- Work to do
#1 In the news excerpt about the Church of England poll, what percentage of respondents thought the Church of England was out of touch?
#2 Write the next part of the news excerpt about the Church of England poll, picking up after its final sentence.

- Excerpt
The Archbishop of Canterbury Justin Welby (right). Photo: Reuters

The Archbishop of Canterbury Justin Welby (right). Photo: Reuters

Only around a half of Britons trust the clergy to tell the truth and a similar proportion think the Church of England does a bad job of providing moral leadership, a poll showed yesterday.

The survey by pollster YouGov, commissioned by Britain’s Sunday Times newspaper, further showed that 69 per cent of respondents thought the Church of England, mother church of the world’s 80-million-strong Anglican communion, was out of touch.

Forty per cent of those polled said they did not trust priests, vicars and other clergy to tell the truth and, overall, doctors, teachers and judges were rated as more trustworthy.

Fifty-four per cent believe the Church of England has struggled to give moral leadership, the poll found.

The survey highlights the challenges facing the church in Britain amid falling believer numbers and controversies over whether to ordain women bishops and Government plans to legalise gay marriage by 2015.

- Information provided
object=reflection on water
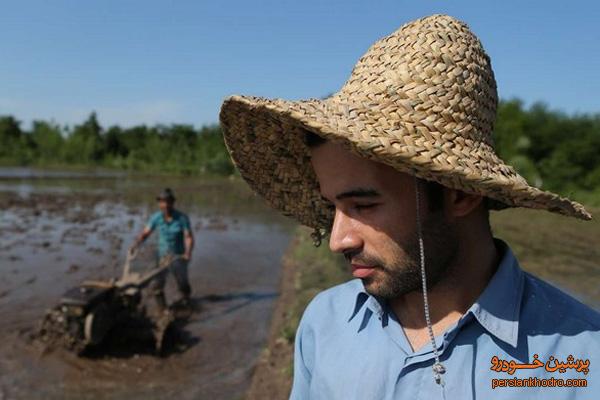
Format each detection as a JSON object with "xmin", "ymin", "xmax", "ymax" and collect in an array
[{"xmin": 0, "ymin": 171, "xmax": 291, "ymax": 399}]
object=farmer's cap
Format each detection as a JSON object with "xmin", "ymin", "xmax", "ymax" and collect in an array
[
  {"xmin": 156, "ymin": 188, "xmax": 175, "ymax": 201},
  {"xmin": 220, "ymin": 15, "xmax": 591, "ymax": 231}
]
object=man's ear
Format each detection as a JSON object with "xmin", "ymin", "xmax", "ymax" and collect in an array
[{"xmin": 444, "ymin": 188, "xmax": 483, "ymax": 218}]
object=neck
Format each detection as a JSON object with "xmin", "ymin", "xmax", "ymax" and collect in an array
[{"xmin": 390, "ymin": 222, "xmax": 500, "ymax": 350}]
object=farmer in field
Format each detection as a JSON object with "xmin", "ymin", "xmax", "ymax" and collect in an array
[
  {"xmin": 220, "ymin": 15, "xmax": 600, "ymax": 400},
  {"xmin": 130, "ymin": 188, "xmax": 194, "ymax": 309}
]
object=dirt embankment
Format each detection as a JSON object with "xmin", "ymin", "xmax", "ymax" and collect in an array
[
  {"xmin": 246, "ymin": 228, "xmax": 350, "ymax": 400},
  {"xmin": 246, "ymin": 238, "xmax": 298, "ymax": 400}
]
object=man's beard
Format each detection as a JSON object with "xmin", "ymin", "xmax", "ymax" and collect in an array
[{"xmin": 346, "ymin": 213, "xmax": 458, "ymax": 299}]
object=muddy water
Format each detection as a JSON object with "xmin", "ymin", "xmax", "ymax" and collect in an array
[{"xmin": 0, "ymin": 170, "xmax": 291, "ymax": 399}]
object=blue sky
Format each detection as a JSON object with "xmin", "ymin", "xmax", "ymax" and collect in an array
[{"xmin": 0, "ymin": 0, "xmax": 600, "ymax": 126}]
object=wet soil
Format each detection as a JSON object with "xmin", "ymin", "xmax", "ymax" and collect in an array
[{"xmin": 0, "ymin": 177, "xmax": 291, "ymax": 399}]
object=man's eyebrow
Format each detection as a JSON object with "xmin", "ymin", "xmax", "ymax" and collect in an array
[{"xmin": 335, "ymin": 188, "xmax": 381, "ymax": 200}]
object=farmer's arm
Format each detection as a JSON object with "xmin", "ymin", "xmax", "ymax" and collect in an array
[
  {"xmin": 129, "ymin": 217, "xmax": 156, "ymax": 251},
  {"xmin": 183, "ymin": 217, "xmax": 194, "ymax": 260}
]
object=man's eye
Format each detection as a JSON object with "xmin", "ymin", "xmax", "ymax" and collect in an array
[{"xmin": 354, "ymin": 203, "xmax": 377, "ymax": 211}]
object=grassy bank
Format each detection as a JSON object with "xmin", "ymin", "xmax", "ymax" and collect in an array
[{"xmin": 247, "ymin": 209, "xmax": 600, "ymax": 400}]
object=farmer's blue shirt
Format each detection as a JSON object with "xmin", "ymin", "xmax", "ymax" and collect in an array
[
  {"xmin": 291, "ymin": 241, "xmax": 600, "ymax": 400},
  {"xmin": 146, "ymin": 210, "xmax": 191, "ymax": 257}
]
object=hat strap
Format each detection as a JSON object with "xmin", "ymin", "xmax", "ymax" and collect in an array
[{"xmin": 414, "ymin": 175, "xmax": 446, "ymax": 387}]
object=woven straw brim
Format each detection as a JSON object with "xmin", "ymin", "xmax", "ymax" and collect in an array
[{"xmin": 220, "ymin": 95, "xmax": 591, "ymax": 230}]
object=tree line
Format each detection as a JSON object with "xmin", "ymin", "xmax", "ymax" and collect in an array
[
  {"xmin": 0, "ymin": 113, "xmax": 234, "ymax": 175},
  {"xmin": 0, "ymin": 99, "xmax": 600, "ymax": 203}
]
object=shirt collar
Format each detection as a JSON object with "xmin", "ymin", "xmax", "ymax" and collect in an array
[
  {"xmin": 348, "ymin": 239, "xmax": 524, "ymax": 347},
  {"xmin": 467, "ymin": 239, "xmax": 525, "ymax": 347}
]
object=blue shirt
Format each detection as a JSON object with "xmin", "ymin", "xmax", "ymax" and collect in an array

- Answer list
#1 69 per cent

#2
Former Archbishop of Canterbury George Carey suggested on Saturday that gay marriage plans made Christians feel “persecuted”. Hinting at turmoil within the Anglican church, current Archbishop of Canterbury Justin Welby urged a softer response to divisive issues such as same-sex weddings than that taken by Carey, and called for differences to be dealt with “gracefully”.

“That is the challenge for the church and that is the challenge if the church is actually going to speak to our society which is increasingly divided in many different ways, here and overseas, over huge issues,” Welby said in an interview with Premier Christian Radio broadcast yesterday.